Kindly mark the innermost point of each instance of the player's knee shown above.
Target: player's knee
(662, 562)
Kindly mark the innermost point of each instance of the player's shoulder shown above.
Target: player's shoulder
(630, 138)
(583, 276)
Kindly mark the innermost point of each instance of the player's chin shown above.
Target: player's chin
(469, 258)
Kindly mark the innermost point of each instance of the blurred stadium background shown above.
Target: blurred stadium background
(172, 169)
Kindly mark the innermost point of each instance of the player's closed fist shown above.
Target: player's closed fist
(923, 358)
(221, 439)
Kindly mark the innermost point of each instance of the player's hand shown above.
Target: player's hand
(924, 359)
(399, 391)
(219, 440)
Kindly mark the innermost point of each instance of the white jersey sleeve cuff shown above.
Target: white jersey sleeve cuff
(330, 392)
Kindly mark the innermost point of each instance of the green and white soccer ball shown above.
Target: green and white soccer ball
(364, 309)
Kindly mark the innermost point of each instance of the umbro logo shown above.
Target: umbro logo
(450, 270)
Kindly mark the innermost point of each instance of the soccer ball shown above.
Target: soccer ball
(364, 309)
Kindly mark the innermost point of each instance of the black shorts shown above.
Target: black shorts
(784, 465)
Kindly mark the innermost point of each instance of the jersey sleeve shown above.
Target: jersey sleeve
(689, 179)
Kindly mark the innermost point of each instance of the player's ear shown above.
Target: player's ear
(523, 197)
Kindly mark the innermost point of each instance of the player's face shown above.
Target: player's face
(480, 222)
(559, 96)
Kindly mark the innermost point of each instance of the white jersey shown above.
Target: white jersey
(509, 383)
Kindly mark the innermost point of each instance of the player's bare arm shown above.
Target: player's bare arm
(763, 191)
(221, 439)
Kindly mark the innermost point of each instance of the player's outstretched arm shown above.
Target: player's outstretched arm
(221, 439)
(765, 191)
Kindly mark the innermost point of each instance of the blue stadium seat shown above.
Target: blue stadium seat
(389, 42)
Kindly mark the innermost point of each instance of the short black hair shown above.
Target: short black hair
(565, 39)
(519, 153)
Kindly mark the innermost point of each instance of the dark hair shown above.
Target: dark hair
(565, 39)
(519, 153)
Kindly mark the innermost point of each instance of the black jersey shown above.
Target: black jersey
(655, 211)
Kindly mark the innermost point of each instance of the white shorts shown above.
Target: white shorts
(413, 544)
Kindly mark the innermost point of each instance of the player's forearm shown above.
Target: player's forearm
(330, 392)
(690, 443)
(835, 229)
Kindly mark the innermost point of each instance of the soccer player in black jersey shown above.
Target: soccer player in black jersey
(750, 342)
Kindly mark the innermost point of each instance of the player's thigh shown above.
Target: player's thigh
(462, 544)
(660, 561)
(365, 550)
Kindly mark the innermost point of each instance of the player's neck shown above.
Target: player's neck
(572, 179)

========================

• **Work to complete**: Put every line from the one containing "neck shown above." through the end of the rows, inclusive, into a Markdown table with the columns Number and Line, leaving out any blank lines.

• **Complete output**:
| Number | Line |
|---|---|
| 1 | Kindly mark the innermost point of each instance of the player's neck shown above. |
| 2 | Target: player's neck |
| 3 | (572, 179) |